A new bill that would mandate Colorado insurance companies to cover birth control and maternity care is aimed at addressing the conditions that place Colorado among the worst states in the nation when it comes to providing for reproductive health.
Colorado’s low-rating comes courtesy of a 2006 nonprofit Guttmacher Institute report, which ranked Colorado 40th in access to birth control. By contrast, Alabama–hardly considered a progressive state–ranked 4th.
Colorado, like all states, is subject to federal mandates that require employer-based health plans for companies larger than 15 to cover birth control and maternity. But Colorado has no coverage mandates for maternity or birth control on the remaining markets. The situation has led to significant gaps in maternity and contraceptive coverage for Colorado women– particularly women buying plans on the individual market.
The Colorado Independent investigated individual-market options in the state and found a tangle of plans women and families might cobble together that even the insurance agents paid to sell them couldn’t recommend. The options were expensive; the coverage was undependable.
On the issue of birth control, The Colorado Independent questioned the nine companies who offer coverage on the individual market through ehealthinsurance.com. Three companies said they offer birth control coverage on most of their plans; three don’t at all; one covers birth control devices, but not their implantation; one covers birth control for plans that include brand-name drugs (an option which requires the purchase of a rider for all the plans for sale at ehealthinsurance.com) — and one company still has not yet responded to inquiries. Moreover, whether a plan covers birth control is not always readily available information: it’s generally buried in the “exclusions and limitations” section.
++++++++++++++++++++
### TO DO
[1] In the article on Colorado's birth control and maternity coverage, what rank did the 2006 Guttmacher Institute report give Colorado for access to birth control?
[2] According to the article on Colorado's birth control and maternity coverage, why do Colorado women, especially those buying plans on the individual market, face significant gaps in maternity and contraceptive coverage?
The records that come after this text are separate material and have no connection to it.

### DATA UNDER STUDY
++++++++++++++++++++
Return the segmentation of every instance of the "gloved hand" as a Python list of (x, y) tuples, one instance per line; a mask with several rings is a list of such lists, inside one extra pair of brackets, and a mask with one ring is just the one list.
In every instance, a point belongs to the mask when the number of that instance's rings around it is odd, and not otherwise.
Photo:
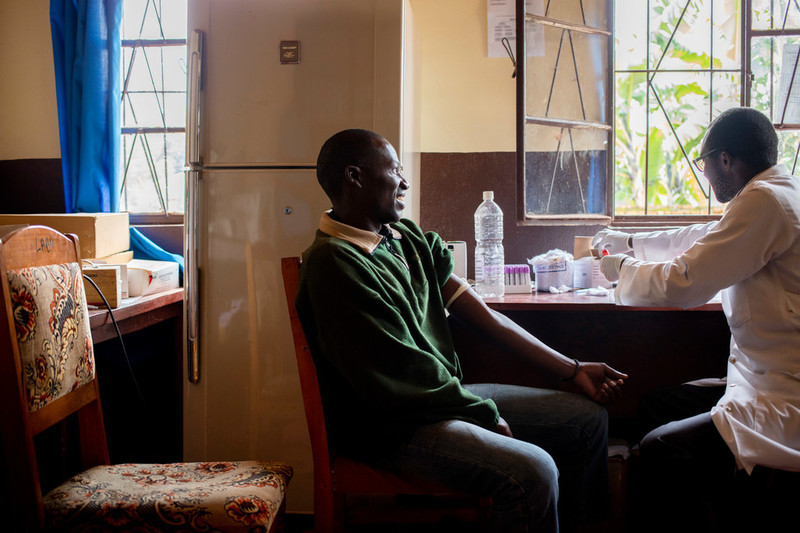
[(622, 268), (622, 263), (628, 258), (629, 256), (625, 254), (613, 254), (601, 257), (600, 272), (603, 273), (608, 281), (617, 281), (619, 279), (619, 270)]
[(631, 248), (631, 234), (624, 231), (617, 231), (613, 229), (604, 229), (598, 231), (592, 239), (592, 248), (598, 250), (608, 250), (610, 254), (622, 254), (630, 252)]

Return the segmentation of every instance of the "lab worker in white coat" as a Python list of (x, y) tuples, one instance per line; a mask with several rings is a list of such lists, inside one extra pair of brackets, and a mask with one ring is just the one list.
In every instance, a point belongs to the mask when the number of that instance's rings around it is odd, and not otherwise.
[[(659, 480), (665, 506), (695, 489), (697, 498), (704, 487), (718, 490), (714, 483), (732, 477), (734, 464), (747, 473), (756, 465), (800, 472), (800, 182), (777, 164), (777, 144), (762, 113), (725, 111), (695, 159), (717, 199), (729, 202), (720, 220), (603, 230), (593, 239), (612, 254), (600, 268), (617, 281), (618, 304), (690, 308), (720, 292), (731, 329), (719, 402), (642, 441), (643, 467), (647, 460), (666, 478)], [(677, 487), (681, 496), (671, 492)]]

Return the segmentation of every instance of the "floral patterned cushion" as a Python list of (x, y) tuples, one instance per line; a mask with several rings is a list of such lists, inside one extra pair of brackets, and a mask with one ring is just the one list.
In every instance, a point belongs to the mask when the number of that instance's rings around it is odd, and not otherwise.
[(292, 475), (262, 461), (98, 466), (44, 504), (60, 531), (269, 531)]
[(8, 271), (28, 409), (94, 379), (89, 312), (78, 263)]

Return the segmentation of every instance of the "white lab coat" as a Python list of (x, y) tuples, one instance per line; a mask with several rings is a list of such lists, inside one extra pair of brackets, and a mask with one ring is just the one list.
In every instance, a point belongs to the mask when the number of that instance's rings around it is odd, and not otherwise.
[(617, 303), (695, 307), (721, 291), (727, 389), (711, 410), (741, 468), (800, 471), (800, 182), (755, 176), (719, 221), (635, 234)]

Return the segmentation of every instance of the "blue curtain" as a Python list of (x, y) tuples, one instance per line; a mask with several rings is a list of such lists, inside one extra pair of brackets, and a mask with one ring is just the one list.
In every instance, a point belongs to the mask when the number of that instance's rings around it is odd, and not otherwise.
[(169, 253), (136, 228), (131, 228), (131, 250), (133, 250), (133, 257), (136, 259), (175, 261), (178, 263), (180, 282), (183, 284), (183, 256)]
[(122, 0), (51, 0), (67, 212), (118, 212)]
[[(64, 200), (68, 213), (117, 213), (122, 0), (51, 0)], [(131, 228), (137, 259), (176, 261)]]

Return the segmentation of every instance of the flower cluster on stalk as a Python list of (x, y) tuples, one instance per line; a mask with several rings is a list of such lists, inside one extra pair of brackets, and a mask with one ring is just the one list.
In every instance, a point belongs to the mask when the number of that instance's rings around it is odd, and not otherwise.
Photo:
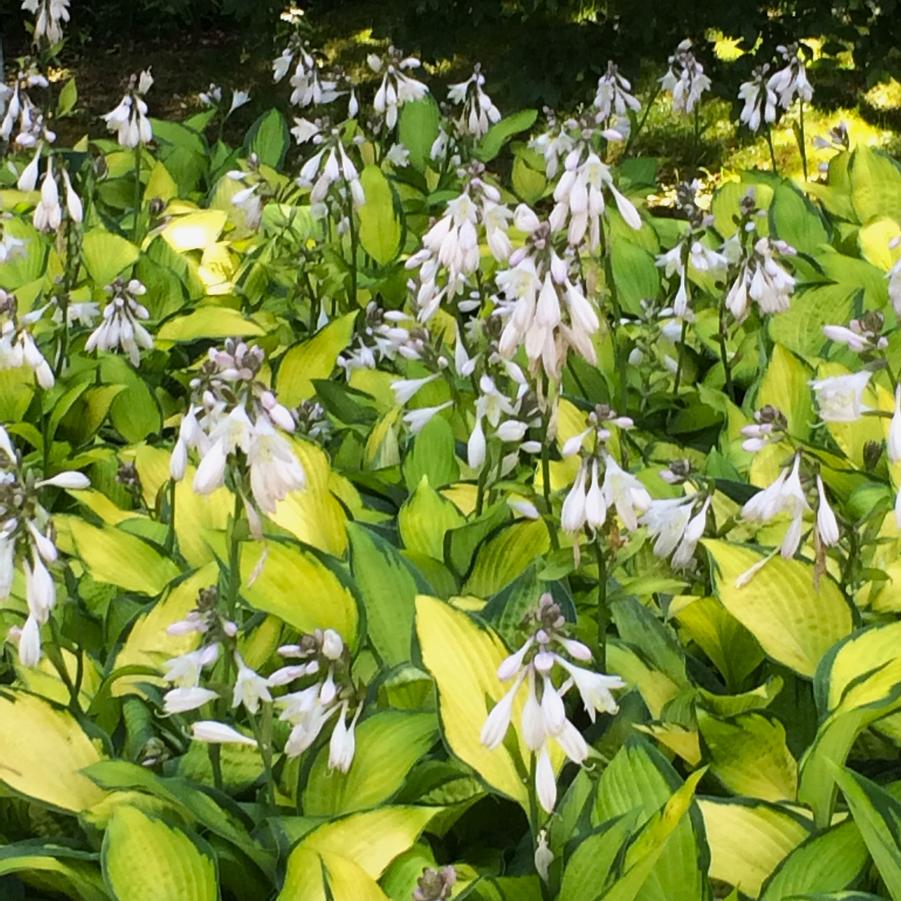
++++++++++++++++++++
### ANSWERS TO THE EXERCISES
[1] 40th

[2] Federal mandates require only employer-based health plans at companies larger than 15 to cover birth control and maternity. Colorado has no coverage mandates for either on the remaining markets, and that has left the gaps.